> **What you need to do**: Keyword search on "Target": report each line of the records that contains it.

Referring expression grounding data
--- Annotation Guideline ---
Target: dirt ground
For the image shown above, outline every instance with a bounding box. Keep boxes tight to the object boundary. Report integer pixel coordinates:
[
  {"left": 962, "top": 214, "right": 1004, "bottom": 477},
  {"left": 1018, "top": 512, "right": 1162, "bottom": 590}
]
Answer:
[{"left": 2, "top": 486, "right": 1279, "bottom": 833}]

...

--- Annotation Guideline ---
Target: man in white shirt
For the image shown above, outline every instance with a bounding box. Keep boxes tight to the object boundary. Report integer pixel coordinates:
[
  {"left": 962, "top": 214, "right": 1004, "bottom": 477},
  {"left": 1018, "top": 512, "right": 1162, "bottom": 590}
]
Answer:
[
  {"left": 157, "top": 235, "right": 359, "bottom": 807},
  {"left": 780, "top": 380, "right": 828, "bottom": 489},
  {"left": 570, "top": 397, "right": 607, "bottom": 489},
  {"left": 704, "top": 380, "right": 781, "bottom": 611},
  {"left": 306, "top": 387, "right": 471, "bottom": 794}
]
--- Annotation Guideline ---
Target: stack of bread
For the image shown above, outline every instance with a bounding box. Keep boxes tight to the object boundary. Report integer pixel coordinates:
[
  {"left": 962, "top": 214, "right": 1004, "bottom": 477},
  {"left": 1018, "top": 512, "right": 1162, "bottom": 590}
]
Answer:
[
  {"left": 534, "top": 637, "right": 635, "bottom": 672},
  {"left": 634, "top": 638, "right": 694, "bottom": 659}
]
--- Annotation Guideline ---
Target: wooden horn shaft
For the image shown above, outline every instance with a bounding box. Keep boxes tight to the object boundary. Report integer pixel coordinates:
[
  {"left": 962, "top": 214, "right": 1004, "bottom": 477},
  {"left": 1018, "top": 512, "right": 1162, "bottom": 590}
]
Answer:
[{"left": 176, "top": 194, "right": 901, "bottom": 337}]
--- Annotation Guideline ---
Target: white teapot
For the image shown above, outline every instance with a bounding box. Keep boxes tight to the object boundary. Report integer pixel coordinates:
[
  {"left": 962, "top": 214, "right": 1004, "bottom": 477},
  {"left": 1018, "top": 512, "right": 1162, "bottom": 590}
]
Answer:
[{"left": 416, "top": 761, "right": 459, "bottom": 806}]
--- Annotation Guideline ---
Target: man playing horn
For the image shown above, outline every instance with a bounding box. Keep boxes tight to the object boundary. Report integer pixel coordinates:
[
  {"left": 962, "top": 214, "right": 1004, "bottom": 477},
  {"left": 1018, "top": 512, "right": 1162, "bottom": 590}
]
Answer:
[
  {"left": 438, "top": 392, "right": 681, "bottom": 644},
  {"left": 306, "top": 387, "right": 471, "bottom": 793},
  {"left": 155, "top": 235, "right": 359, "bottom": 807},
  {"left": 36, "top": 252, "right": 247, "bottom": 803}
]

---

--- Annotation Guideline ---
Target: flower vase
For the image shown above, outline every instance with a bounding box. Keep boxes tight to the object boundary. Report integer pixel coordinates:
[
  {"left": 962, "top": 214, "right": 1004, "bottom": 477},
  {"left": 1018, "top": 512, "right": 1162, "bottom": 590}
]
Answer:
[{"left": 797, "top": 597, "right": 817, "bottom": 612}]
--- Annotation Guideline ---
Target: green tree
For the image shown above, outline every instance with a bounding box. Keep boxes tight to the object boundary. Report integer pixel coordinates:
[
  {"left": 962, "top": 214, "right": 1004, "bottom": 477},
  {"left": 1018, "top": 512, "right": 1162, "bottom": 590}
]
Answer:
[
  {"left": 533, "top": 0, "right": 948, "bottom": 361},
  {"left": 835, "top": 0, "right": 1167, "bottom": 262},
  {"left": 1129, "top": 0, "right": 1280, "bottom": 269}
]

> **Response to the task**:
Target: dirt ground
Target: man in white shirt
Target: stack of bread
Target: wooden horn shaft
Target: white teapot
Target: man playing horn
Target: flower vase
Target: green tree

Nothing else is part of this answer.